* **Exercices**:
[A] D'après le texte fourni sur les affiches sans cigarette, qu'est-ce que la loi Even interdit ?
[B] Rédigez la suite du texte fourni sur les affiches sans cigarette, en repartant juste après sa dernière phrase.

* **Texte fourni**:
Même chose vient d’être faite pour l’affiche du film consacré à Coco Chanel, où la cigarette que tenait l’actrice principale a été ôtée. Affiches dénicotinisées, donc…
On peut penser aussi au brin d'herbe qui a remplacé la cigarette de Lucky Luke dans les albums de Morris.
C’est le conformisme, le désir de sacrifier au politiquement correct si répandu aujourd’hui, mais aussi, au fond de tout cela, la peur d’encourir les foudres de la loi Even qui a mû ces publicitaires. Or cette loi n’interdit que la promotion directe du tabac, et non pas les représentations culturelles où il peut figurer, mais à tout autre but que d’en vanter l’usage. En l’espèce, Métrobus a fait du zèle.
À ce compte, il faut aussi enlever la pipe de Maigret, celle du capitaine Haddock, aussi la cigarette d’Humphrey Bogart, et de tous les privés des films noirs américains, etc. Et pourquoi pas, si on prend un si bon chemin, supprimer de tous les manuels de littérature La Pipe de Baudelaire, le cigare que chante Mallarmé dans son Art poétique, et jusqu’à cet éloge dithyrambique du tabac que fait Sganarelle au début du Dom Juan de Molière… La liste évidemment n’est pas limitative. Dieu lui-même ne sera plus, comme disait Gainsbourg, « un fumeur de havane »…
Cette peur dénote un singulier manque d’humour et de sens du ridicule. Et pourquoi se corseter ainsi dans les peurs ? Ce culte fanatique de la pureté, dans tous les sens du mot (allant de l’hygiène à la morale), est un vrai angélisme exterminateur, ce qu’on pourrait appeler le complexe des écuries d’Augias. [v. Cruauté]
Cela me fait penser aussi à cette moraline ou obsession de la morale, anathématisée par Nietzsche, par laquelle l’homme occidental se paralyse, coupe son élan vital. En réalité, rien n’est pur dans la vie : notre tâche est simplement de faire reculer, autant que nous pouvons, l’impureté, en sachant bien que nous ne pourrons jamais la supprimer totalement. [v. Transparence]
Est modus in rebus, disaient les Anciens : il faut en toutes choses garder mesure. Réfléchissons aussi à l’inconséquence que nous manifestons. Nous condamnons le fumeur comme si son cas était comparable, par exemple, à celui d’un chauffard alcoolisé qui cause un accident mortel. Il y a des gradations élémentaires à respecter, il me semble, dans les anathèmes que nous formulons.

* **Lignes de données**:
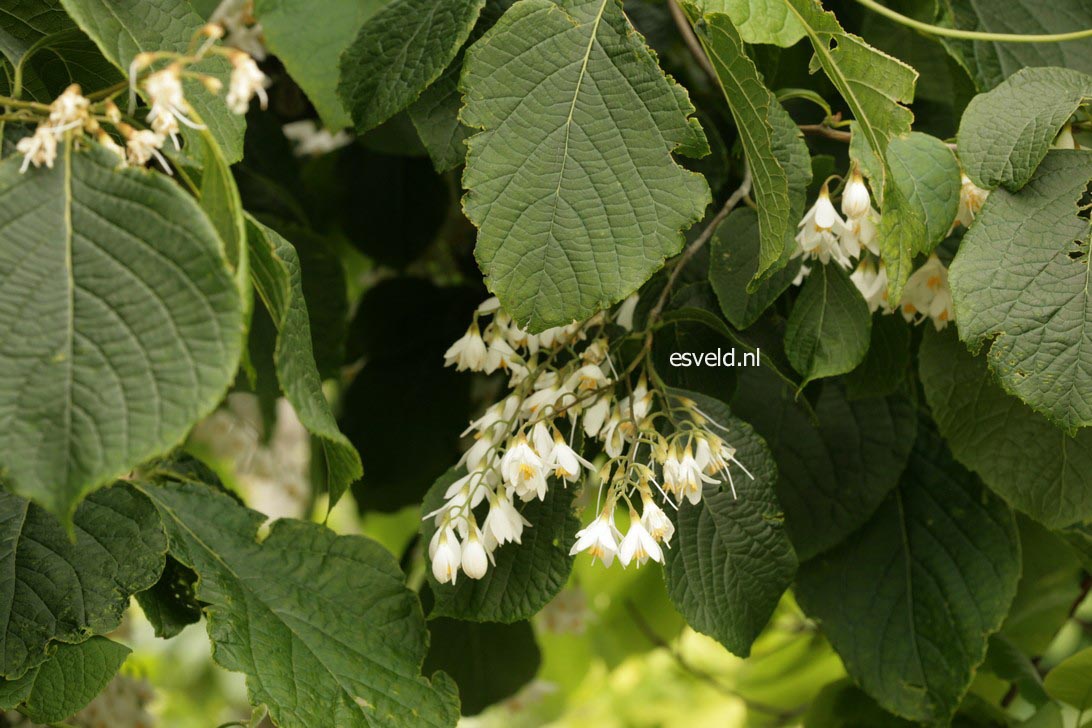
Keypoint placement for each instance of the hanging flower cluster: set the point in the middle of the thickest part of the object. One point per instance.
(168, 111)
(826, 236)
(565, 390)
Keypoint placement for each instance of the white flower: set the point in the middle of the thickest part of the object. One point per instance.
(474, 557)
(38, 148)
(819, 230)
(971, 200)
(247, 81)
(446, 555)
(522, 470)
(927, 295)
(639, 545)
(467, 353)
(600, 538)
(656, 522)
(503, 523)
(855, 199)
(870, 279)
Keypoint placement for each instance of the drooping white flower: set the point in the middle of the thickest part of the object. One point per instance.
(971, 200)
(927, 295)
(855, 199)
(38, 148)
(600, 538)
(639, 545)
(870, 279)
(475, 561)
(446, 553)
(247, 81)
(469, 351)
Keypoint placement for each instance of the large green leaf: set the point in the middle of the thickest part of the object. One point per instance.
(910, 600)
(277, 281)
(310, 49)
(487, 660)
(322, 625)
(56, 589)
(121, 322)
(731, 559)
(571, 179)
(1021, 282)
(989, 62)
(832, 474)
(751, 105)
(1005, 133)
(524, 576)
(828, 331)
(122, 28)
(66, 682)
(1029, 462)
(399, 52)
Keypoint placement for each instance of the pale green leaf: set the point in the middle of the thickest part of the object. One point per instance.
(731, 559)
(279, 283)
(59, 591)
(1070, 681)
(759, 21)
(1029, 462)
(121, 320)
(1005, 133)
(524, 576)
(121, 28)
(311, 48)
(322, 625)
(828, 330)
(1021, 283)
(72, 677)
(571, 179)
(910, 600)
(835, 472)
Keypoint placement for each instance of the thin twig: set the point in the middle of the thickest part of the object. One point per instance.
(691, 39)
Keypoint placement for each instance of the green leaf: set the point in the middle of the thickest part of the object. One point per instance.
(759, 21)
(524, 576)
(1005, 133)
(731, 560)
(310, 48)
(832, 474)
(574, 214)
(399, 52)
(828, 331)
(70, 679)
(322, 625)
(122, 322)
(277, 281)
(122, 28)
(1069, 680)
(910, 600)
(989, 62)
(56, 589)
(1021, 279)
(733, 264)
(751, 105)
(1029, 462)
(487, 660)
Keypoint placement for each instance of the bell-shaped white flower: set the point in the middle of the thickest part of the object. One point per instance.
(870, 279)
(467, 353)
(600, 538)
(927, 296)
(855, 199)
(639, 545)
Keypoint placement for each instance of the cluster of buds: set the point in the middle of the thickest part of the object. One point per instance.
(168, 111)
(564, 386)
(826, 236)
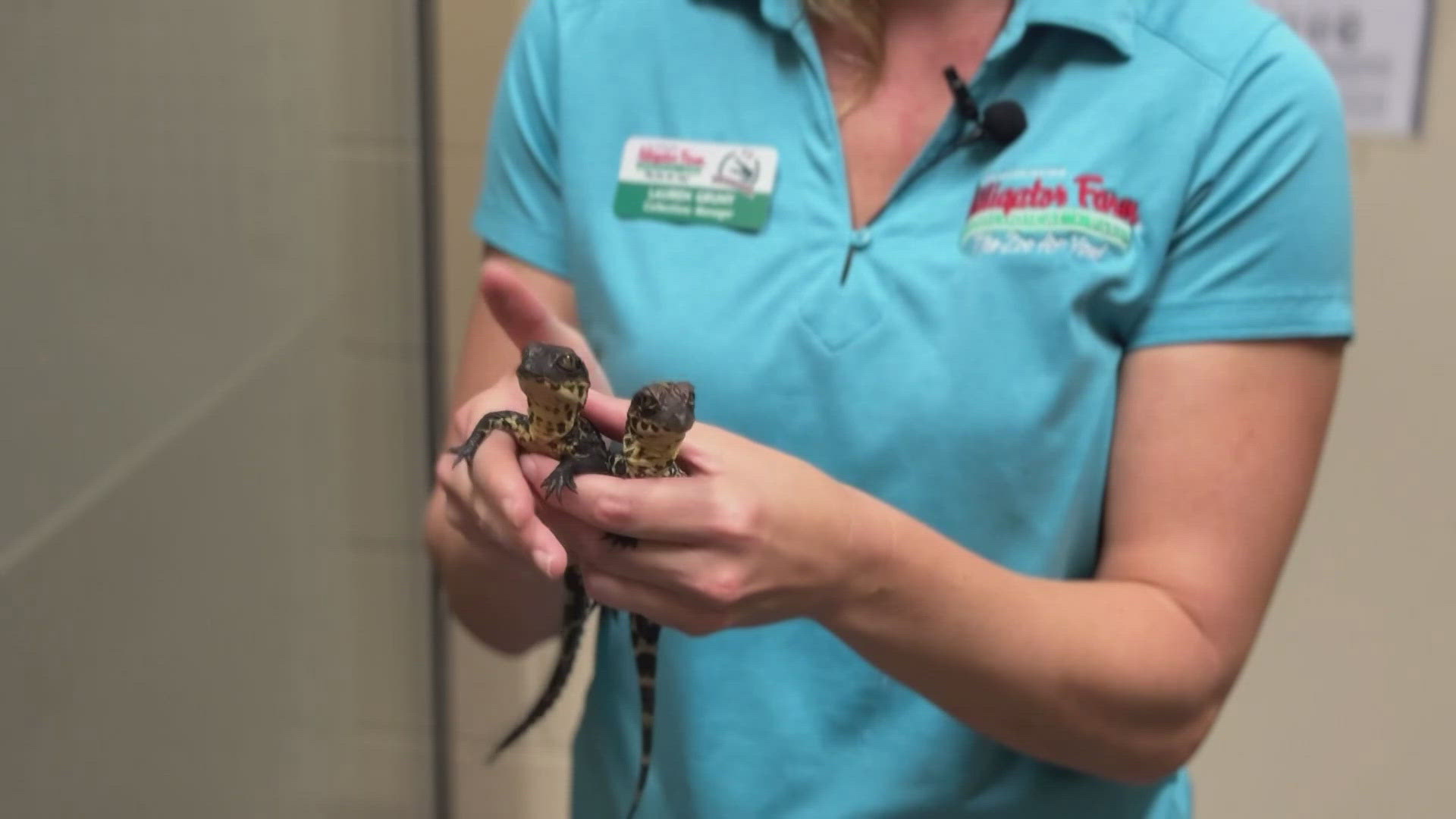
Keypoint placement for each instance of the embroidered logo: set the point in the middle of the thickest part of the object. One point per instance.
(1044, 212)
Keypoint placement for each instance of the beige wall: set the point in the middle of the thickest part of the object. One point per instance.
(213, 602)
(1346, 710)
(490, 691)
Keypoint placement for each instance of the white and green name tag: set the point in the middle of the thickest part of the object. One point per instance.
(696, 183)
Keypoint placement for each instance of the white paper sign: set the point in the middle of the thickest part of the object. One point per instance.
(1376, 53)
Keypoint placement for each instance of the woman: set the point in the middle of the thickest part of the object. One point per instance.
(1005, 431)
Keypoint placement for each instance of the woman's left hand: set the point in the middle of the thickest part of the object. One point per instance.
(750, 537)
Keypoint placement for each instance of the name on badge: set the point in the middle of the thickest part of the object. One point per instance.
(696, 183)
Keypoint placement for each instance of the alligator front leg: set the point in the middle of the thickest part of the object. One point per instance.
(509, 420)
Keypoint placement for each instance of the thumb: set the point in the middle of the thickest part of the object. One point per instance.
(526, 318)
(606, 413)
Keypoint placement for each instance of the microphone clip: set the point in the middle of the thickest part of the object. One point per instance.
(965, 104)
(1002, 121)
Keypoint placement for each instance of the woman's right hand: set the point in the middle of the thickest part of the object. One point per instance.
(497, 558)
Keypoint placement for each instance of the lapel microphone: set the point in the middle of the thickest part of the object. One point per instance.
(1003, 121)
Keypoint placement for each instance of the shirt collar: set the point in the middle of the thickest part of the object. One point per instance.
(1110, 20)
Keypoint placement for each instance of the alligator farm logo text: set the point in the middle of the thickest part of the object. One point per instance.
(670, 164)
(1028, 212)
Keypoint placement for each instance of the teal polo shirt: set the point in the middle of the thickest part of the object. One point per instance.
(1183, 178)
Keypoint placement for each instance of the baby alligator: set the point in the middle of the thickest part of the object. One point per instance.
(555, 384)
(658, 419)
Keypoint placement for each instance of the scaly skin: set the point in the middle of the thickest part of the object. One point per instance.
(658, 419)
(555, 384)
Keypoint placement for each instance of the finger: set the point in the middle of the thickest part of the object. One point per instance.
(654, 509)
(504, 504)
(607, 413)
(526, 318)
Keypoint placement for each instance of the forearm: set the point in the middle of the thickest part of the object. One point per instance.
(1111, 678)
(504, 604)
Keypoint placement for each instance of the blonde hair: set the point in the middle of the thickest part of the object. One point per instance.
(858, 28)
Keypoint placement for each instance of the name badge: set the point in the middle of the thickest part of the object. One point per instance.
(696, 183)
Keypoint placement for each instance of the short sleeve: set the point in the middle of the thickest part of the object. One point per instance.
(1263, 246)
(520, 206)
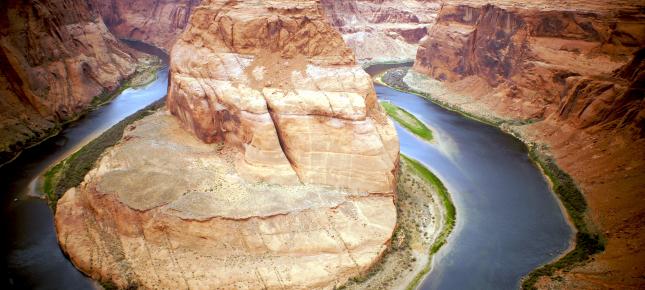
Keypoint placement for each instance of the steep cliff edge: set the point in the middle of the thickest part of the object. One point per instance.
(156, 22)
(277, 169)
(281, 89)
(567, 75)
(56, 56)
(380, 30)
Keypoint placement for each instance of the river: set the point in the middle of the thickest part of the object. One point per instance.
(508, 221)
(33, 259)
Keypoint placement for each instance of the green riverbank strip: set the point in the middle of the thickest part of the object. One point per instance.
(408, 121)
(587, 240)
(449, 215)
(71, 171)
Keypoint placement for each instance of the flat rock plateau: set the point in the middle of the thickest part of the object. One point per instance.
(273, 165)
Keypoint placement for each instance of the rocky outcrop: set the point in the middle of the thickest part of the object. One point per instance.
(380, 30)
(278, 83)
(568, 75)
(156, 22)
(164, 210)
(277, 169)
(525, 53)
(56, 56)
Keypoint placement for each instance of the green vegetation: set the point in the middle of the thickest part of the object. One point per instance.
(587, 241)
(71, 171)
(145, 74)
(450, 213)
(408, 120)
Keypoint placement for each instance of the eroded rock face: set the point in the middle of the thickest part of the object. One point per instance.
(277, 169)
(574, 69)
(155, 22)
(165, 210)
(276, 81)
(56, 56)
(382, 30)
(518, 57)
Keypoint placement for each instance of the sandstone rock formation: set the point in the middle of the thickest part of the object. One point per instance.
(296, 189)
(567, 74)
(55, 56)
(517, 57)
(278, 82)
(382, 30)
(165, 210)
(154, 22)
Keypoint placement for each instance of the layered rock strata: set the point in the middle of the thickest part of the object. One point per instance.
(571, 72)
(277, 169)
(381, 31)
(154, 22)
(56, 56)
(276, 81)
(164, 210)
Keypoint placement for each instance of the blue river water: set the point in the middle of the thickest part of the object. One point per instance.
(508, 220)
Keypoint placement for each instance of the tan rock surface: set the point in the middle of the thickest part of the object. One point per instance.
(164, 210)
(56, 56)
(379, 31)
(573, 71)
(275, 80)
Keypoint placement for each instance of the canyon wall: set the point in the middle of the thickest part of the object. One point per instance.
(382, 30)
(155, 22)
(273, 167)
(568, 75)
(56, 56)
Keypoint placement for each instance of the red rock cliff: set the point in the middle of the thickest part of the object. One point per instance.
(382, 30)
(572, 72)
(156, 22)
(278, 82)
(55, 55)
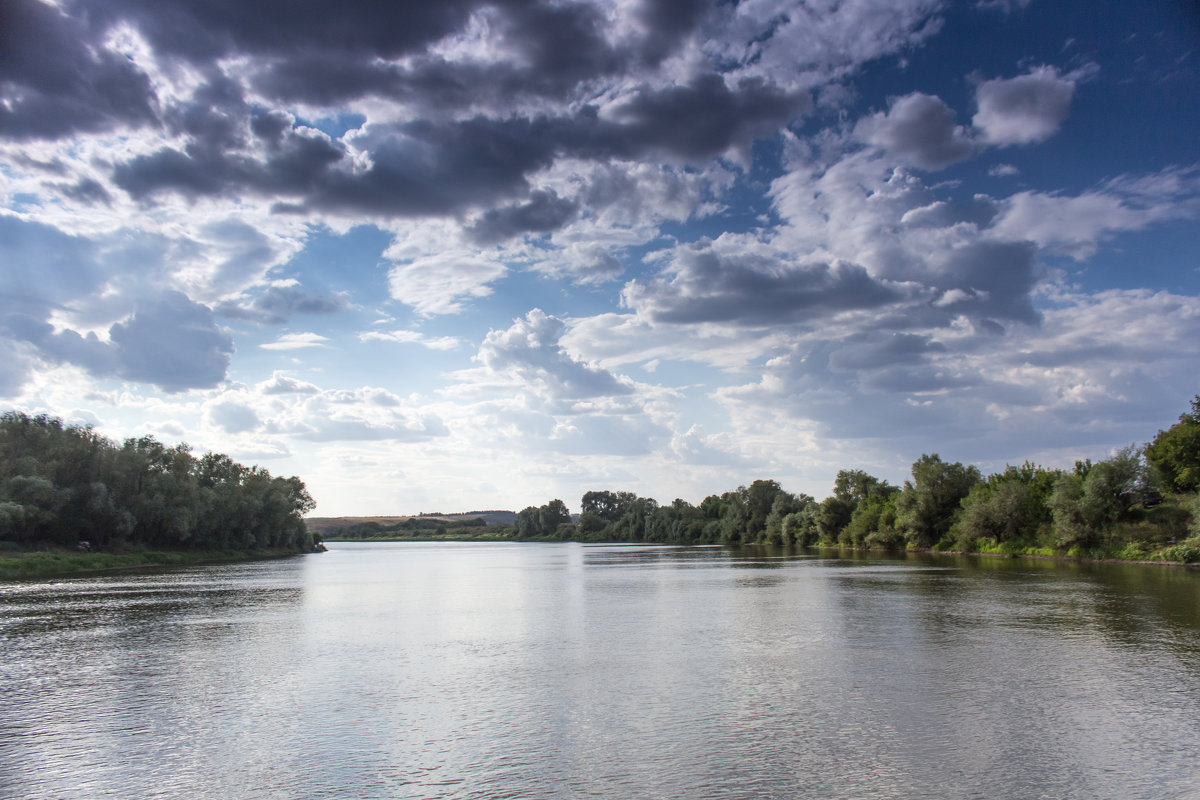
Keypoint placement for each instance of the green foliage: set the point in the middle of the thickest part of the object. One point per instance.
(1008, 507)
(60, 485)
(1175, 452)
(928, 504)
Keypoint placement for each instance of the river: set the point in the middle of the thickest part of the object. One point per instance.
(564, 671)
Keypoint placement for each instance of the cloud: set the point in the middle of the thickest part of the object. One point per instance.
(439, 283)
(703, 284)
(412, 337)
(1078, 223)
(1024, 109)
(232, 416)
(59, 80)
(173, 343)
(279, 304)
(921, 130)
(295, 342)
(355, 415)
(544, 212)
(168, 341)
(528, 354)
(282, 384)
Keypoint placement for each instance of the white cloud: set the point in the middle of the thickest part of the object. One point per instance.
(412, 337)
(439, 283)
(1078, 223)
(295, 342)
(1024, 109)
(919, 130)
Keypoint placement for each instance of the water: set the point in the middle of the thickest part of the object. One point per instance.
(567, 671)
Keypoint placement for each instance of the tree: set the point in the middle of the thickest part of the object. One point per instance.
(1175, 452)
(927, 505)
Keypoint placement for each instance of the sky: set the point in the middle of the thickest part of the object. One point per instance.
(466, 256)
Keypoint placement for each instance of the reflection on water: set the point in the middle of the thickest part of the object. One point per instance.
(567, 671)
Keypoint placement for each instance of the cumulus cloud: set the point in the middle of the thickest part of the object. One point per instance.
(297, 342)
(705, 286)
(528, 354)
(921, 130)
(412, 337)
(279, 304)
(1024, 109)
(168, 341)
(441, 283)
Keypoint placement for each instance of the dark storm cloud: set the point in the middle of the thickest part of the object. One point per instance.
(57, 80)
(277, 305)
(544, 212)
(205, 30)
(871, 353)
(169, 342)
(435, 167)
(303, 50)
(707, 287)
(88, 191)
(706, 118)
(298, 164)
(994, 280)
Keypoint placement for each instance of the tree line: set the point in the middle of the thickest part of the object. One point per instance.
(1143, 503)
(61, 485)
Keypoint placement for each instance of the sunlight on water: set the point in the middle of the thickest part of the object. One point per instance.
(567, 671)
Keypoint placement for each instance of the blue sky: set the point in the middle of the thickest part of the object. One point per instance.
(481, 254)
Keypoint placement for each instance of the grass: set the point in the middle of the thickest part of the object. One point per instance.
(57, 564)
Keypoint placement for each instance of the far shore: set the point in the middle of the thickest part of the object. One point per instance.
(40, 565)
(846, 548)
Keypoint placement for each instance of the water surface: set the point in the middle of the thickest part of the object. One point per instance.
(568, 671)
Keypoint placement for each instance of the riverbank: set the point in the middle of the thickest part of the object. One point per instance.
(63, 564)
(1185, 553)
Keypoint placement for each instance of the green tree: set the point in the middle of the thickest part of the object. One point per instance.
(928, 504)
(1175, 452)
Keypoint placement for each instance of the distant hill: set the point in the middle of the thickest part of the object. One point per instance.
(321, 524)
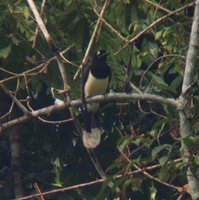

* **Réponses par exercice**:
[A] Elle n'interdit que la promotion directe du tabac, pas les représentations culturelles où il figure à d'autres fins que d'en vanter l'usage.

[B]
En plus nous fermons les yeux sur les forfaits de tel ou tel requin de la finance. Nous applaudissons même à l’argent-roi qui s’étale avec indécence, dans la vitrine de nos magazines people. Examinons-nous d’abord, avant d’anathématiser l’autre :
« Pourquoi vois-tu la paille qui est dans l’œil de ton frère, et n’aperçois-tu pas la poutre qui est dans ton œil ? » (Matthieu, 7/3)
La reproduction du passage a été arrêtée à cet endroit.